Goal » Return every line of the records below verbatim, with no pictures in the copy.

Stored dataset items
<<<<
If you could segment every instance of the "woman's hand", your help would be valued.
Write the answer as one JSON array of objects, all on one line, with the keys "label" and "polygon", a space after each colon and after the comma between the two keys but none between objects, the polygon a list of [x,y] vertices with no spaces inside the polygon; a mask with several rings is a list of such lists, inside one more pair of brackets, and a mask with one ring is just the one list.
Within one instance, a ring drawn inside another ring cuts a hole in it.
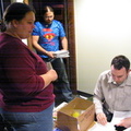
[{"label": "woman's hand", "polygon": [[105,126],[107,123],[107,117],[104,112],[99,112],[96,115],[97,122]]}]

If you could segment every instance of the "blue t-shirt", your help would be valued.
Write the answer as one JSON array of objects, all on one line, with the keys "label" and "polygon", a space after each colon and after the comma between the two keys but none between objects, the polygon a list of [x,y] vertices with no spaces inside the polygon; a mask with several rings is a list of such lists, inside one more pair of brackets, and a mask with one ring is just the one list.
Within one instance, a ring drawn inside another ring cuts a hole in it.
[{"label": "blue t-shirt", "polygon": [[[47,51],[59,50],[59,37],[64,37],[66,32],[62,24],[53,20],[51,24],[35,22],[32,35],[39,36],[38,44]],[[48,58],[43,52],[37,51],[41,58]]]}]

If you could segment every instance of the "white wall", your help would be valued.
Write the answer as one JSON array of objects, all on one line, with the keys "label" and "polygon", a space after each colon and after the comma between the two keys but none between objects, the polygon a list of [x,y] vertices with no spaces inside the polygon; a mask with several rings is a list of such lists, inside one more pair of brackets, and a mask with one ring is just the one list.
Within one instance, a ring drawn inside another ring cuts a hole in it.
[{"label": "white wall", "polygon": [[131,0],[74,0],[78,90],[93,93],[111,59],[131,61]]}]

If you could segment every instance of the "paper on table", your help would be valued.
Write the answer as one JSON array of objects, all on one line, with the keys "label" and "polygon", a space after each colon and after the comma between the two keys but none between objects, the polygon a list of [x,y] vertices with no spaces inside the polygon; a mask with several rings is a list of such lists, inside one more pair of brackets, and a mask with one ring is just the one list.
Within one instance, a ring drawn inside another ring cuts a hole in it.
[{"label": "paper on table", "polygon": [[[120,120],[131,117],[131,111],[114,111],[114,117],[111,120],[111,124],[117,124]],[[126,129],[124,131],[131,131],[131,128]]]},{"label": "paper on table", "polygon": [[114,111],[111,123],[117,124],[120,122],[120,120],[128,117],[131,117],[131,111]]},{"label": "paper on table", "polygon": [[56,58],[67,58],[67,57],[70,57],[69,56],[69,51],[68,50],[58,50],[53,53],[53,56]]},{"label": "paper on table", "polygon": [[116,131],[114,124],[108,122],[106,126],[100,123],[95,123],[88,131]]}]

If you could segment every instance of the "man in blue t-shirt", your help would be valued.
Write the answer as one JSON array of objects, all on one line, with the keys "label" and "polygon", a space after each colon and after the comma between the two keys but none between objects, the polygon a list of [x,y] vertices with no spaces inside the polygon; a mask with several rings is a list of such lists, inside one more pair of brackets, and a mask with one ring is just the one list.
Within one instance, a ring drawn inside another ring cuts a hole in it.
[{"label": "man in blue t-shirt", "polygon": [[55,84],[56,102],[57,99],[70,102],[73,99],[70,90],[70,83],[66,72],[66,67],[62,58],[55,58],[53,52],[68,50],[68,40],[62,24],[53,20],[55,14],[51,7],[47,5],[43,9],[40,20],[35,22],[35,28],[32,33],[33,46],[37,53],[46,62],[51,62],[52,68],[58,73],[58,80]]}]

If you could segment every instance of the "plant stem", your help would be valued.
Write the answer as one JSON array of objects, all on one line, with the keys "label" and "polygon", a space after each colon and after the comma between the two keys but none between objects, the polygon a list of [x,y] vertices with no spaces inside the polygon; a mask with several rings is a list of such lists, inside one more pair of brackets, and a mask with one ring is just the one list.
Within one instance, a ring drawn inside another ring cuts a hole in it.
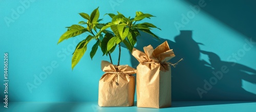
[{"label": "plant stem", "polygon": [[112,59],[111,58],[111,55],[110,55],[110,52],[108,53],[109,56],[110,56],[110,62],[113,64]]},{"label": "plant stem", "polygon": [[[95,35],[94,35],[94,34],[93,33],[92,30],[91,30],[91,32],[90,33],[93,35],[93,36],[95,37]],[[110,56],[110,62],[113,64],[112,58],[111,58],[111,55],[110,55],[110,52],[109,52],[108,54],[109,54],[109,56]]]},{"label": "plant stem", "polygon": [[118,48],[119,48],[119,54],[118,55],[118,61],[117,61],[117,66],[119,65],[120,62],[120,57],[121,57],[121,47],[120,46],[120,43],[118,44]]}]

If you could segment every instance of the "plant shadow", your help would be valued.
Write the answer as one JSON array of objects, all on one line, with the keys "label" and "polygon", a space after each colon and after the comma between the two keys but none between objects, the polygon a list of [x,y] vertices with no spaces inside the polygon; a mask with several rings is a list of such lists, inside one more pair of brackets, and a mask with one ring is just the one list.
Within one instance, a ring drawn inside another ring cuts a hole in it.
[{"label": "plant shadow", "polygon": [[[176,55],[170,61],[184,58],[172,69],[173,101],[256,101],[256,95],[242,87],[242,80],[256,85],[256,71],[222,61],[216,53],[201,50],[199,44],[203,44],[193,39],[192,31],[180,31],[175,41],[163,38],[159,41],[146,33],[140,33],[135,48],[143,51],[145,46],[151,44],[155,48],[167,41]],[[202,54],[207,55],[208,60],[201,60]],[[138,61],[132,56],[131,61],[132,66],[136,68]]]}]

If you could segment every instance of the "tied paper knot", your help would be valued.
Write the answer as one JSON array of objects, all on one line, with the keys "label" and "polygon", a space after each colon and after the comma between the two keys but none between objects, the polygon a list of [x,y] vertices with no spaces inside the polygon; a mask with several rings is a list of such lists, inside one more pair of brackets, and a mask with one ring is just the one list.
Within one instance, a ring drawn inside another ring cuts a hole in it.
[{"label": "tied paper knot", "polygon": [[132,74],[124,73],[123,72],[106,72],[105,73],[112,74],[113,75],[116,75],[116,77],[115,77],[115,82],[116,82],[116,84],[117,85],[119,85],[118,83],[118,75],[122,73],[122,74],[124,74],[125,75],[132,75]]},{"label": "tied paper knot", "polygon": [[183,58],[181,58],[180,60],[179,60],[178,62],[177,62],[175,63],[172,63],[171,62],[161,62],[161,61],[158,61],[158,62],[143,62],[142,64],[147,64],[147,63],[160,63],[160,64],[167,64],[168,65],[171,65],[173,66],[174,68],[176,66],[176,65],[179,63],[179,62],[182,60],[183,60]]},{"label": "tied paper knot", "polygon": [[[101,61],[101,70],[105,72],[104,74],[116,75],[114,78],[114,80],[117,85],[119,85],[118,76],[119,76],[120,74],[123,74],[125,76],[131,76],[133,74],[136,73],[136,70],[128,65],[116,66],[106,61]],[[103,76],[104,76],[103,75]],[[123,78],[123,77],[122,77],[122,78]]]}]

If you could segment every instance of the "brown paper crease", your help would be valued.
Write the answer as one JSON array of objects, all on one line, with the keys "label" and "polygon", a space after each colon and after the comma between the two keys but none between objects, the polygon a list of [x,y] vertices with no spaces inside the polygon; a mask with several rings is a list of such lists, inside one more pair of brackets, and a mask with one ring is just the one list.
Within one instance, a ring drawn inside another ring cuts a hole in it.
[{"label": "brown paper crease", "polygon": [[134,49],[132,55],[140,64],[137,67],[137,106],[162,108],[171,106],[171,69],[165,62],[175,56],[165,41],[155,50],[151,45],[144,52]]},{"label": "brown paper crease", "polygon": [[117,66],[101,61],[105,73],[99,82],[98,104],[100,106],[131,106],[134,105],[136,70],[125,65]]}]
>>>>
Exercise output »
If you could segment every instance of the "woman's hand", your help would be valued.
Write the answer as one JSON array of objects, all on one line, with the keys "label" and "polygon", a space after each colon and after the comma between the two keys but none between objects, the polygon a list of [x,y] vertices with no spaces inside the polygon; a mask with several rings is a list of such lists, inside one more pair of brackets, and a mask with one ring is just the one list.
Within one instance, a ring drawn inside another ring cuts a hole in it.
[{"label": "woman's hand", "polygon": [[105,126],[107,123],[107,117],[104,112],[99,112],[96,115],[97,122]]}]

If you could segment every instance of the "blue t-shirt", your help would be valued.
Write the answer as one JSON array of objects, all on one line, with the keys "label" and "polygon", a space after each colon and after the comma between the two keys but none between objects, the polygon a list of [x,y] vertices with no spaces inside the polygon; a mask with several rings is a list of such lists, inside one more pair of brackets, and a mask with one ring is just the one list.
Within one instance, a ring drawn inside another ring cuts a hole in it.
[{"label": "blue t-shirt", "polygon": [[[47,51],[59,50],[59,37],[64,37],[66,32],[62,24],[53,20],[51,24],[35,22],[32,35],[39,36],[38,44]],[[48,58],[43,52],[37,51],[41,58]]]}]

If you could segment every instance of the "white wall", your help would be valued.
Write the answer as one JSON array of objects, all on one line, with the keys "label" and "polygon", a space after each colon and after the comma between the two keys but none between objects, the polygon a list of [x,y] vertices with no spaces inside the polygon; a mask with several rings is a list of such lists, inside one more pair of brackets, and a mask with one ring is just the one list.
Within one instance, a ring drawn inside another ring cuts a hole in it.
[{"label": "white wall", "polygon": [[131,0],[74,0],[78,90],[93,93],[111,59],[131,61]]}]

If you could segment every instance of the "paper on table", your help would be valued.
Write the answer as one JSON array of objects, all on one line, with the keys "label" and "polygon", a space after each colon and after the comma between the two keys but none between objects, the polygon a list of [x,y] vertices with no spaces inside the polygon; a mask with several rings is a list of such lists, inside one more pair of brackets, and a mask with one ring is just the one list.
Within one instance, a ring drawn inside another ring cuts a hole in it.
[{"label": "paper on table", "polygon": [[[120,120],[131,117],[131,111],[114,111],[114,117],[111,120],[111,124],[117,124]],[[126,129],[124,131],[131,131],[131,128]]]},{"label": "paper on table", "polygon": [[114,111],[111,123],[117,124],[120,122],[120,120],[128,117],[131,117],[131,111]]},{"label": "paper on table", "polygon": [[56,58],[67,58],[67,57],[70,57],[69,56],[69,51],[68,50],[58,50],[53,53],[53,56]]},{"label": "paper on table", "polygon": [[116,131],[114,124],[108,122],[106,126],[100,123],[95,123],[88,131]]}]

If you could segment every instance of the "man in blue t-shirt", your help would be valued.
Write the answer as one JSON array of objects, all on one line, with the keys "label" and "polygon", a space after each colon and after the comma between the two keys but none between objects, the polygon a list of [x,y] vertices with no spaces inside the polygon; a mask with several rings is a list of such lists, inside one more pair of brackets, and a mask with one ring is just the one list.
Within one instance, a ring drawn inside another ring cuts a hole in it.
[{"label": "man in blue t-shirt", "polygon": [[55,84],[56,102],[57,99],[70,102],[73,99],[70,90],[70,83],[66,72],[66,67],[62,58],[55,58],[53,52],[68,50],[68,40],[62,24],[53,20],[55,14],[51,7],[47,5],[43,9],[40,20],[35,22],[35,28],[32,33],[33,46],[37,53],[46,62],[51,62],[52,68],[58,73],[58,80]]}]

If you could segment every instance of the "plant stem", your help would be valued.
Write the answer as one JSON array of objects, all on one line, with the keys "label" and "polygon", a space after each colon and after the comma between the two keys but none between objects, the polygon a list of [x,y] vertices with no spaces inside the polygon; a mask with several rings is a list of such lists, inside one more pair of brackets, and a mask with one ring is just the one list.
Within one instance, a ring drawn inside another ring cuts a hole in it.
[{"label": "plant stem", "polygon": [[112,59],[111,58],[111,55],[110,55],[110,52],[108,53],[109,56],[110,56],[110,62],[113,64]]},{"label": "plant stem", "polygon": [[[95,35],[94,35],[94,34],[93,33],[92,30],[91,30],[91,32],[90,33],[93,35],[93,36],[95,37]],[[110,56],[110,62],[113,64],[112,58],[111,58],[111,55],[110,55],[110,52],[109,52],[108,54],[109,54],[109,56]]]},{"label": "plant stem", "polygon": [[118,48],[119,48],[119,54],[118,55],[118,61],[117,61],[117,66],[119,65],[120,62],[120,57],[121,57],[121,47],[120,46],[120,43],[118,44]]}]

If you could segment every instance of the "plant shadow", your help would be valued.
Write the answer as one JSON array of objects, all on one line, with the keys "label" and "polygon", a space after each colon and after the comma between the two keys but none between objects, the polygon a list of [x,y] vertices with no spaces inside the polygon; a mask with several rings is a list of such lists, inside one more pair of brackets, and a mask with one ring is just the one list.
Within one instance, a ring drawn inside another ring cuts a hole in it.
[{"label": "plant shadow", "polygon": [[[176,55],[170,61],[184,58],[172,69],[173,101],[256,101],[256,95],[242,87],[242,80],[256,85],[256,71],[222,61],[216,53],[201,50],[199,44],[203,44],[193,39],[192,31],[180,31],[175,41],[163,38],[159,41],[146,33],[140,33],[135,48],[143,51],[145,46],[151,44],[155,48],[167,41]],[[202,54],[207,55],[208,60],[201,60]],[[138,61],[132,56],[131,61],[132,66],[136,68]]]}]

If you could segment every instance of the "tied paper knot", your help would be valued.
Write the answer as one JSON array of objects, all on one line, with the keys "label" and "polygon", a space after each colon and after the comma between the two keys but none between objects, the polygon a list of [x,y] vertices with no spaces inside the polygon; a mask with several rings is a list of such lists, inside one more pair of brackets, and a mask with one ring is just the one list.
Within one instance, a ring drawn inside another ring cuts a hole in it.
[{"label": "tied paper knot", "polygon": [[132,74],[124,73],[123,72],[106,72],[105,73],[112,74],[113,75],[116,75],[116,77],[115,77],[115,82],[116,82],[116,84],[117,85],[119,85],[118,83],[118,75],[122,73],[122,74],[124,74],[125,75],[132,75]]},{"label": "tied paper knot", "polygon": [[183,58],[181,58],[180,60],[179,60],[178,62],[177,62],[175,63],[172,63],[171,62],[161,62],[161,61],[158,61],[158,62],[143,62],[142,64],[147,64],[147,63],[160,63],[160,64],[167,64],[168,65],[171,65],[173,66],[174,68],[176,66],[176,65],[179,63],[179,62],[182,60],[183,60]]},{"label": "tied paper knot", "polygon": [[[101,61],[101,70],[105,72],[104,74],[116,75],[114,78],[114,80],[117,85],[119,85],[118,76],[119,76],[120,74],[123,74],[125,76],[131,76],[133,74],[136,73],[136,70],[128,65],[116,66],[106,61]],[[103,76],[104,76],[103,75]],[[123,78],[123,77],[122,77],[122,78]]]}]

If you could segment every instance of the "brown paper crease", your help would be valued.
Write the answer as one JSON array of objects, all on one line, with the keys "label" and "polygon", a space after each colon and after the comma between the two keys but none between objects, the polygon a list of [x,y] vertices with no spaces inside the polygon; a mask with several rings is a list of such lists, inside one more pair of brackets, and a mask with one ring is just the one list.
Within one instance, a ring drawn inside another ring cuts a hole in it.
[{"label": "brown paper crease", "polygon": [[134,49],[132,55],[140,64],[137,67],[137,106],[162,108],[171,106],[171,69],[165,62],[175,56],[165,41],[155,50],[151,45],[144,52]]},{"label": "brown paper crease", "polygon": [[117,66],[101,61],[105,73],[99,82],[98,104],[100,106],[131,106],[134,105],[136,70],[125,65]]}]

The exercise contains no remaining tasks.